- **Task description**: Write the next part of the page on sonar, seismic and ultrasound computation methods, starting after its last line.

- **Text excerpt**:

Sonar, Seismic and Ultrasound Computation Methods

     Related work: see presentation by Ido Yariv and Talmor at my Advanced Seminar.

A recent project was started on the infrasound properties of the mole rat and the way it acquires information about the underground environment from infrasound.

Mathematical Properties of the Cross-correlation Function

This is a topic requires some knowledge in large deviation bounds, such as the Barankin bound, and the Ziv Lemple bound. Some overview of the topic appears in Judah’s thesis. The goal is to analyze the properties of the cross correlation function from multiple sonar returns with the purpose of devising an optimal fusion of the information that can be extracted from each of the cross-correlations. A simple paper on this topic is Robust statistics from multiple pings improves noise tolerance in sonar.

Ultrasound Image Enhancement using Multiple Pings

This work relies on the work that we did with enhancement of Sonar images using multiple pings and attempts to apply the same concept for medical ultrasound. It relies on the multiple pings idea (Robust statistics from multiple pings improves noise tolerance in sonar) and robust motion estimation of the ultrasound sensor (Multiple ping sonar accuracy improvement using robust motion estimation and ping fusion). The goal is to achieve a far more accurate ultrasound with less energy for lower damage to the fetus.

Neuronal Optimal Coding

Related work:   Neuronal Goals: Efficient Coding and Coincidence Detection.

- **Stored data**:
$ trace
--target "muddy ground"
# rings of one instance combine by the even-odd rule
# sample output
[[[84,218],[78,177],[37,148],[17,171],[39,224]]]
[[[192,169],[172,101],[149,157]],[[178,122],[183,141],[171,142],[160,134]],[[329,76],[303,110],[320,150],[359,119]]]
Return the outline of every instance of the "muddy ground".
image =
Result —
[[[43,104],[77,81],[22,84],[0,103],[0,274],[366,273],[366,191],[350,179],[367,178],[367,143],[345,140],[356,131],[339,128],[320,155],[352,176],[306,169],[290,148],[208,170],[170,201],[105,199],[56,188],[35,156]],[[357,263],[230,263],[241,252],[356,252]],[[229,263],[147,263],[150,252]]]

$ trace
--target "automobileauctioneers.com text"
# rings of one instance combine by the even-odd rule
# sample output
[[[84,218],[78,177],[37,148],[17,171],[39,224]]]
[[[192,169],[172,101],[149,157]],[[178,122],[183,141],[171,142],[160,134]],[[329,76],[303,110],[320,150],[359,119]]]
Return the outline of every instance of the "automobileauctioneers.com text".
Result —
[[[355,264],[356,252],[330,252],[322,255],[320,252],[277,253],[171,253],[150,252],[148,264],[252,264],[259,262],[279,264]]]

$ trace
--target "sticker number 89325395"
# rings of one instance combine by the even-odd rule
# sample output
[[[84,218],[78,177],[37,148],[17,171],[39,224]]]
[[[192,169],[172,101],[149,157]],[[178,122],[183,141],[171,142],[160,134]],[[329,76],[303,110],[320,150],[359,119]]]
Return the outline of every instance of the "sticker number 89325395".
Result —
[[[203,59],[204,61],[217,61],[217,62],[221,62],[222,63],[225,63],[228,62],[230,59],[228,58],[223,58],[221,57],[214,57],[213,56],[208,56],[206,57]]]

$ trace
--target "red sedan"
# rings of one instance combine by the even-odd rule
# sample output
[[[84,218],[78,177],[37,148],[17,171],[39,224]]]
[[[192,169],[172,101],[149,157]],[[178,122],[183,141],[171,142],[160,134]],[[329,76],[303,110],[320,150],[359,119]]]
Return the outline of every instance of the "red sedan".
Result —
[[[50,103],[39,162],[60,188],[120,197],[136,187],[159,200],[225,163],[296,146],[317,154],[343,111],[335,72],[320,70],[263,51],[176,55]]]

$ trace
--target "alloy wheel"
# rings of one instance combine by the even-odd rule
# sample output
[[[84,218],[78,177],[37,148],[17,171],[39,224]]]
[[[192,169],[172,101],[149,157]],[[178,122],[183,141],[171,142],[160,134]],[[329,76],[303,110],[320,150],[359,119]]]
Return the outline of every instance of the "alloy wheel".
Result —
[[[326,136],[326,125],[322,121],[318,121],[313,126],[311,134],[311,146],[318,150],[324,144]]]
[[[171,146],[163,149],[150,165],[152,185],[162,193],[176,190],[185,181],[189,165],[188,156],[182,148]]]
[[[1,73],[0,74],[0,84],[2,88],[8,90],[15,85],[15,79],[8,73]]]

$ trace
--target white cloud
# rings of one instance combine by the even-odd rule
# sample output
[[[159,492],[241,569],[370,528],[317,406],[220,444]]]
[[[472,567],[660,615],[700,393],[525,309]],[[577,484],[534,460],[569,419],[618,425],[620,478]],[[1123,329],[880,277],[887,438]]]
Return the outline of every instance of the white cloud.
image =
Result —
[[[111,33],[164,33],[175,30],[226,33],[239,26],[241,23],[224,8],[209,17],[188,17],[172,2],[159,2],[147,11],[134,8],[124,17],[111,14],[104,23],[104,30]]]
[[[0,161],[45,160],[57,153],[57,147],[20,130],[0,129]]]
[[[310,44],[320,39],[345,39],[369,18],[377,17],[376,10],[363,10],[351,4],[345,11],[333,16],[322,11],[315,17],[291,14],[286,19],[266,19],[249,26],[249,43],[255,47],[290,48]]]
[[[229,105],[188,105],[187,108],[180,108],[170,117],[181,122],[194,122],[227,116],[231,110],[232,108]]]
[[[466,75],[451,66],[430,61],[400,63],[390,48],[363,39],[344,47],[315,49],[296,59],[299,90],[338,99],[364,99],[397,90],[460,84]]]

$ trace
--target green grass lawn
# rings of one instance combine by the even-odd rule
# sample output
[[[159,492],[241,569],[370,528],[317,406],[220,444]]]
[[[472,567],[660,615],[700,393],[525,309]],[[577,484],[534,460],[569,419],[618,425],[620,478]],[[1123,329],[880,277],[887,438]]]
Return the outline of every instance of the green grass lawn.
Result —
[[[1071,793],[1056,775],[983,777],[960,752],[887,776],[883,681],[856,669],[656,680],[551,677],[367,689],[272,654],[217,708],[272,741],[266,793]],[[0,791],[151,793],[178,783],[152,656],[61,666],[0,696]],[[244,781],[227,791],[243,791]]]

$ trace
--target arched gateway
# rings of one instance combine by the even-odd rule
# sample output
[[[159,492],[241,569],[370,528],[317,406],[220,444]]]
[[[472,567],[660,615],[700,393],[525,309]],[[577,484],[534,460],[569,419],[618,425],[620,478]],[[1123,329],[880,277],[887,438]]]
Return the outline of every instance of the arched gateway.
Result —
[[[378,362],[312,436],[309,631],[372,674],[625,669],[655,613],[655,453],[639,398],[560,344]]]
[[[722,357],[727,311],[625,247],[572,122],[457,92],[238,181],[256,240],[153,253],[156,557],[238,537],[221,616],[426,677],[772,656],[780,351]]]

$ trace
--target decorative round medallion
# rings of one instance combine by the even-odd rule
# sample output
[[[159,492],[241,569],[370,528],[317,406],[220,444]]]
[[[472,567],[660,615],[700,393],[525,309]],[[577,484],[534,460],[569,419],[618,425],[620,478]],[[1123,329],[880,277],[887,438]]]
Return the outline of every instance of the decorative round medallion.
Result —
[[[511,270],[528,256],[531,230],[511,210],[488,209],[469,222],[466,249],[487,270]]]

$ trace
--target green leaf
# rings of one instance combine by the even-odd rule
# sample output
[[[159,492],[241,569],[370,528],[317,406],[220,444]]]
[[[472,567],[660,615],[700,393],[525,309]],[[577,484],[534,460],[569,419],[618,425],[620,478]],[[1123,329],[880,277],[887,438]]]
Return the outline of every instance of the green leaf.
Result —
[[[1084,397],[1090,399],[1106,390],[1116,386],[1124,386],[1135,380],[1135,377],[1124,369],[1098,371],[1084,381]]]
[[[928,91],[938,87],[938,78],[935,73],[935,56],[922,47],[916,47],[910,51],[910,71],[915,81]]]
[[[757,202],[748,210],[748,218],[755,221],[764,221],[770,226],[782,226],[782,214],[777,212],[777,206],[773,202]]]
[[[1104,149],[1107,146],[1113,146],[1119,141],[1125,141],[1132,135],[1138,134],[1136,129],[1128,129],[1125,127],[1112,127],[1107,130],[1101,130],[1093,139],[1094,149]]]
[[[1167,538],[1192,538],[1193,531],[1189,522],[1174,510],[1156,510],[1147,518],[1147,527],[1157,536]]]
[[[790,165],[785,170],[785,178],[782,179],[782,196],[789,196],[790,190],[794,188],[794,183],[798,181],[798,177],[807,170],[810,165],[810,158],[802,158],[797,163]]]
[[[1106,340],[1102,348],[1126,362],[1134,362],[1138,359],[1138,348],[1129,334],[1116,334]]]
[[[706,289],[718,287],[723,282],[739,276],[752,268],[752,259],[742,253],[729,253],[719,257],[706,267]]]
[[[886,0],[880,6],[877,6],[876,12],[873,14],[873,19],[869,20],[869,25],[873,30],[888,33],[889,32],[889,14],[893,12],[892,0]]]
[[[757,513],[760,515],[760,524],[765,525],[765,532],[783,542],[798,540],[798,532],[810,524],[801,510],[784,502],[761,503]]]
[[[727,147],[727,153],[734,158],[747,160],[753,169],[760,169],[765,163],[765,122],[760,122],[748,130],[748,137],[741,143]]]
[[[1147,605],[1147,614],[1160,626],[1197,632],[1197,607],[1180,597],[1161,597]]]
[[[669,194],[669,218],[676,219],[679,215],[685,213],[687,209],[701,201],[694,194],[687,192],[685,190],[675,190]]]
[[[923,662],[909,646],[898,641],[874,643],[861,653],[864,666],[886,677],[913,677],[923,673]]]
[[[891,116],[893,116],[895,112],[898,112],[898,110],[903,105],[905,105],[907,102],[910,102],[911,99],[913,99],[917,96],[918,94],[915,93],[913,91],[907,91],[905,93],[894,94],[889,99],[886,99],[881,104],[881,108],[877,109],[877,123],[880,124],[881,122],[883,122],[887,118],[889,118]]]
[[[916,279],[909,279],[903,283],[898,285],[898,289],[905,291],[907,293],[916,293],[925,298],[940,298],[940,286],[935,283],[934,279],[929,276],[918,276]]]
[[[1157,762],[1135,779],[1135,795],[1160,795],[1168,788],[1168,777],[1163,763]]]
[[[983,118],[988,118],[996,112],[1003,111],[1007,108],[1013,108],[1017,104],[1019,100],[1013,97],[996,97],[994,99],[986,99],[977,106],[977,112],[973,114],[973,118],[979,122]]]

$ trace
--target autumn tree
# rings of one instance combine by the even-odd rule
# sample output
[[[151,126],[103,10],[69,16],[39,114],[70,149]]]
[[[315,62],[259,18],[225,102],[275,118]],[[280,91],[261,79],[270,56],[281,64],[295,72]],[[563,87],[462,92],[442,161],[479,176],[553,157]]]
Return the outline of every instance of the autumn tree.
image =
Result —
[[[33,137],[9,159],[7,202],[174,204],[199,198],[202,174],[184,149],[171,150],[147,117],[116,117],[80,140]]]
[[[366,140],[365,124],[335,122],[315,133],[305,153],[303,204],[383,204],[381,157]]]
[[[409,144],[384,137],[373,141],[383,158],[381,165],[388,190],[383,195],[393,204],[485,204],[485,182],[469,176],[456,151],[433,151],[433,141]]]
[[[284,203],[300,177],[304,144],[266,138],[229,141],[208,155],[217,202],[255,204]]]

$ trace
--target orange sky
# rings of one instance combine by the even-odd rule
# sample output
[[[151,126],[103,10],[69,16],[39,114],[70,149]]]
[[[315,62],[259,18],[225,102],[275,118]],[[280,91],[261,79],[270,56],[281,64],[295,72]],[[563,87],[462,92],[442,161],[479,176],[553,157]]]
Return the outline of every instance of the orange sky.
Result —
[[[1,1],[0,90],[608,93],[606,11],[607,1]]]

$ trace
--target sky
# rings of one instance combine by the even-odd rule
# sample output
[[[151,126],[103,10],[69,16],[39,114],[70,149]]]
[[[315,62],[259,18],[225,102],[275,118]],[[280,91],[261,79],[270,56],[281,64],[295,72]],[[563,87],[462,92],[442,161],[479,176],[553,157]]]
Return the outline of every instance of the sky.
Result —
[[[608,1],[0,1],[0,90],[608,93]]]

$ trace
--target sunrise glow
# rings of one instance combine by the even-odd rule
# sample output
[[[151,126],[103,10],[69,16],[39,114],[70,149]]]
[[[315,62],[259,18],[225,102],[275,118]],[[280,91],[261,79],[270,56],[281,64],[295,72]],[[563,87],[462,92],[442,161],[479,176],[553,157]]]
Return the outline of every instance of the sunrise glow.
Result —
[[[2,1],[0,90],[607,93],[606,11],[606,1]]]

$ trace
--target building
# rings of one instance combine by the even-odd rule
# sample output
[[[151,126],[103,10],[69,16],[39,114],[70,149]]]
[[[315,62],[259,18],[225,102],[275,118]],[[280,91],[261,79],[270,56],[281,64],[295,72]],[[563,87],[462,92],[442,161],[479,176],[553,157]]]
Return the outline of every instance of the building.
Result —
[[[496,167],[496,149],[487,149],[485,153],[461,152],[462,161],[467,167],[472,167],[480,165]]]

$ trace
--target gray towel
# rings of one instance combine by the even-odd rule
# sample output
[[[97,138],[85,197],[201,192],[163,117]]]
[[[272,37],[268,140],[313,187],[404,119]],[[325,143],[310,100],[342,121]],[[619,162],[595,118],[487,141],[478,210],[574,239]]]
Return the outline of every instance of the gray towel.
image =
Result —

- **Exercise result**:
A fundamental question in neural computation and computer vision is concerned with the nature of object representations and the nature of representations of relationship between objects. In particular, we depend on the ability to adjust our expectations according to the past context. This suggests that neurons should in addition to detecting features in their input representation, transmit some information about the a-priori probability of occurrence of these features.

High Dimensional Data Representation via Sound

Related work: J. Berger and R. Coifman.

This project is done in collaboration with Miri Segal (PhD in Math and Visual & Audio Artist) and Assaf Talmudi (PhD in Acoustics, and Musician) from the center for Digital Art in Holon.

The idea is to provide acoustic information as an additional aid to visual information and thus extending the number of free dimensions which can be ‘observed’ concurrently. This is important when a lot of information has to be analyzed together, for example a radiologist that has to decide about a malignant tumor, can get additional about a wider spectrum of the target via sound.